Each entry needs to be repeated exactly, with nothing added or removed.

────────────────────────────────────────

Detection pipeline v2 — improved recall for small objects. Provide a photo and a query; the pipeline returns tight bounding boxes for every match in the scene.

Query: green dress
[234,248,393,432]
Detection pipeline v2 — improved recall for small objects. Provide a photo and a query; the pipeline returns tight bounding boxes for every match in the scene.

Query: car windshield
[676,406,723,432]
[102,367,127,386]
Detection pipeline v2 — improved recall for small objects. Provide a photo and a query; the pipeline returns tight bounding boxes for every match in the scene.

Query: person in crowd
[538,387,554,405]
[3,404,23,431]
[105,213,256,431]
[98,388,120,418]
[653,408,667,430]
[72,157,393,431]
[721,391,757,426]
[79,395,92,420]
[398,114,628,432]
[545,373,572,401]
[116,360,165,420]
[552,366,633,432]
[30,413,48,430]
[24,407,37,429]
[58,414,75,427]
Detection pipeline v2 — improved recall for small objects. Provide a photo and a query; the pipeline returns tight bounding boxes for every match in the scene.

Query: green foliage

────────────────────────────────────────

▶ ANSWER SECTION:
Detection pipeline v2 — improved recall for small objects. Provide a photo and a query; the pipeline returns tight bounding boxes for every match in the scene.

Query: green dress
[234,248,393,432]
Detection pipeline v2 — improved recall for small objects. Provide a photo and a query; the pipeline returns tight bounding boxes for every match in the scene.

Query: car windshield
[676,406,723,432]
[102,367,127,386]
Detection pipeline v2 — improved recall for small objects. Provide a photo and a query; the pipeline returns tight bounding boxes for every match in the scene.

Query: person in crowd
[538,387,554,405]
[3,404,23,431]
[105,213,256,431]
[98,388,120,418]
[653,408,667,430]
[72,157,393,431]
[721,391,757,426]
[79,395,92,420]
[398,114,628,432]
[545,373,572,401]
[116,360,165,420]
[552,366,633,432]
[30,413,48,430]
[24,407,37,429]
[58,414,75,427]
Detection pipeline v2 — improved recall for small objects. Provide a photo and a query; the pipeline returns tight bounding boxes for every match in the scene.

Query: green foliage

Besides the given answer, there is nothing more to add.